▶ _Requirements_:
Update the data below by replacing each "innermost point" with "central point" and keeping every other line unchanged.

▶ _Data for the task_:

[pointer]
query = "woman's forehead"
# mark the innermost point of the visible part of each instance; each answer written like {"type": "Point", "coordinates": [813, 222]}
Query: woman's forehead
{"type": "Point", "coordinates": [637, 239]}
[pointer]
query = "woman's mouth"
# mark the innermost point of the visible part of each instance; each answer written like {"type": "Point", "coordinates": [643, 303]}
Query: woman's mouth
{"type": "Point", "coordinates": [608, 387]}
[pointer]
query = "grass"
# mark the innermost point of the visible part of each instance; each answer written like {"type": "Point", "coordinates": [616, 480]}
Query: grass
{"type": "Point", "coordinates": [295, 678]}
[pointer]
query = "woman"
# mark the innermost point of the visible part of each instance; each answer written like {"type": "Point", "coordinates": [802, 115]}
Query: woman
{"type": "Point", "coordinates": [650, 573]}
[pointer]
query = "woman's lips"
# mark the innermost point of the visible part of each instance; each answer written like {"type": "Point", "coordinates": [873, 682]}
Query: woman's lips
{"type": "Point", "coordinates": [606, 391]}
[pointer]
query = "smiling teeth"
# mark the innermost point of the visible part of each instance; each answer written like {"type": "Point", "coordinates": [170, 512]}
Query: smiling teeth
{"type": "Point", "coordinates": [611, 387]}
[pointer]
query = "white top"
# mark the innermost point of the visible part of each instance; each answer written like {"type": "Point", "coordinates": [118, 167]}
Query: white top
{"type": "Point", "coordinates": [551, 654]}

▶ _Solution to this task_:
[pointer]
query = "woman's forehead"
# mark the central point of the visible part of each instance; each answer written like {"type": "Point", "coordinates": [813, 222]}
Query: woman's forehead
{"type": "Point", "coordinates": [637, 239]}
[pointer]
query = "woman's mouth"
# mark the central point of the visible part of each instance; each answer written like {"type": "Point", "coordinates": [643, 303]}
Query: woman's mouth
{"type": "Point", "coordinates": [608, 387]}
[pointer]
query = "grass"
# mark the central point of the visible part of each instance; each answer written like {"type": "Point", "coordinates": [616, 480]}
Query: grass
{"type": "Point", "coordinates": [295, 678]}
[pointer]
query = "woman"
# mark the central point of the visible part of each instance; each answer written like {"type": "Point", "coordinates": [802, 115]}
Query: woman
{"type": "Point", "coordinates": [650, 573]}
[pointer]
query = "woman's lips"
# mark the central point of the visible part of each instance; each answer written like {"type": "Point", "coordinates": [873, 682]}
Query: woman's lips
{"type": "Point", "coordinates": [606, 391]}
[pointer]
query = "smiling teeth"
# mark the central point of the visible part of each instance; each answer written like {"type": "Point", "coordinates": [170, 512]}
Query: smiling teeth
{"type": "Point", "coordinates": [611, 387]}
[pointer]
query = "white top"
# mark the central point of the visible part of each instance; each answer written like {"type": "Point", "coordinates": [118, 167]}
Query: white top
{"type": "Point", "coordinates": [551, 654]}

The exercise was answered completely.